Repeat nothing but the lines below running from the one containing "Task: Locate the white blouse" to the one containing "Task: Locate the wristwatch". Keep both end lines.

#### [Input for this task]
———
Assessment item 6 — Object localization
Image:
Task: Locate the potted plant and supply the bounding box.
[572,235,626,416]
———
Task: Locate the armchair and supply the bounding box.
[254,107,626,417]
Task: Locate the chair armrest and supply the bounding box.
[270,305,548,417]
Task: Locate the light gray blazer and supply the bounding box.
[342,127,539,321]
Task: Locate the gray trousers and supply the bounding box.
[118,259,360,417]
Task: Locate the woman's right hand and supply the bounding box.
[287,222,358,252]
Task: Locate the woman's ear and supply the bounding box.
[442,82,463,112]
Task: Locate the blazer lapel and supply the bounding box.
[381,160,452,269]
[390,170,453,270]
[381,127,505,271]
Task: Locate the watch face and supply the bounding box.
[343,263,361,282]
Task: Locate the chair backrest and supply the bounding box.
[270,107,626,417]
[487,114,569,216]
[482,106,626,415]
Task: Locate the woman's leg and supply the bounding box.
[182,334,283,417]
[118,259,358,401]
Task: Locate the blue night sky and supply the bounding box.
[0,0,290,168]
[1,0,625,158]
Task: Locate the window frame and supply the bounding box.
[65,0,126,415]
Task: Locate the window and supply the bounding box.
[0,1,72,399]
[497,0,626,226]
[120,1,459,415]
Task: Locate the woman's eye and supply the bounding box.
———
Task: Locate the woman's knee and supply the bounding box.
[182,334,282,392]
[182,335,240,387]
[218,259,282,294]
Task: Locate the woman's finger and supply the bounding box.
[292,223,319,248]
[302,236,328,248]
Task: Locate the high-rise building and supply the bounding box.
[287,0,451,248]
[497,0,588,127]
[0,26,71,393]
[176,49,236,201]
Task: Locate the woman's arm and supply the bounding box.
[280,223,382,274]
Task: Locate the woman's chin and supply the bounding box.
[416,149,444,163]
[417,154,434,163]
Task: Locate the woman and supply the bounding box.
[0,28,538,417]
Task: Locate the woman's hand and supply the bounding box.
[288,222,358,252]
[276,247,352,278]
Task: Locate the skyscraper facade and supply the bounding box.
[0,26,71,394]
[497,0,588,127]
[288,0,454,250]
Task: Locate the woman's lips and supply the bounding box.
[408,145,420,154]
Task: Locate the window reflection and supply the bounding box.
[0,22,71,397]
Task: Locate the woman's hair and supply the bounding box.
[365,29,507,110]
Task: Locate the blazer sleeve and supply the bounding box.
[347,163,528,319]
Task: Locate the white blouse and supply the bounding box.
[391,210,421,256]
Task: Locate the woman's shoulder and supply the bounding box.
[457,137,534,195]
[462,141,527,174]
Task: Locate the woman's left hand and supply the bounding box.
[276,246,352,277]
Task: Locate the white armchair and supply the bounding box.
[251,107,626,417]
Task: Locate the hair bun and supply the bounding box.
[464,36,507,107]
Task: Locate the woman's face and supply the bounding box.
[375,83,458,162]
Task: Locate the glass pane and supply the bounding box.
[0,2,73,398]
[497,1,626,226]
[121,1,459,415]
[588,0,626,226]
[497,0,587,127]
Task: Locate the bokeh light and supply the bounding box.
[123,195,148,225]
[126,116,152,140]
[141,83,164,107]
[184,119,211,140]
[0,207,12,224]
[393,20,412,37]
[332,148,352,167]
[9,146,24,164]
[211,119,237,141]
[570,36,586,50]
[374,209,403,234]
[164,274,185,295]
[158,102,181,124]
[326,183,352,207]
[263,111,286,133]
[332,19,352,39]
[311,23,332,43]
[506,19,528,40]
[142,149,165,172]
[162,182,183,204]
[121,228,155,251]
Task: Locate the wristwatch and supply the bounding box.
———
#### [Solution below]
Task: Locate the white blouse and supply the bounding box.
[391,210,421,256]
Task: Locate the woman's shoulder and supply the bounding box.
[457,137,534,195]
[462,141,527,174]
Task: Locate the woman's left hand and supply the bounding box.
[276,246,352,277]
Task: Locate the white armchair and supply the bounding box.
[251,107,626,417]
Task: Locate the hair bun and supply the bounding box.
[464,36,507,107]
Task: Locate the woman's face and supply the bounding box.
[375,83,458,162]
Task: Locate the glass pane and supply the bounding box.
[0,2,73,398]
[497,1,626,226]
[121,1,459,415]
[588,0,626,226]
[497,0,587,127]
Task: Locate the bokeh light and supply the bounding box.
[123,195,148,225]
[126,116,152,140]
[141,83,164,107]
[184,119,211,140]
[0,207,12,224]
[393,20,412,37]
[332,148,352,167]
[9,146,24,164]
[211,119,237,141]
[570,36,586,50]
[374,209,403,234]
[164,274,185,295]
[158,102,181,124]
[326,183,352,207]
[263,111,286,133]
[332,19,352,39]
[311,23,332,43]
[506,19,528,40]
[142,149,165,172]
[162,182,183,204]
[121,228,155,251]
Task: Locate the wristwatch and supply the bounding box.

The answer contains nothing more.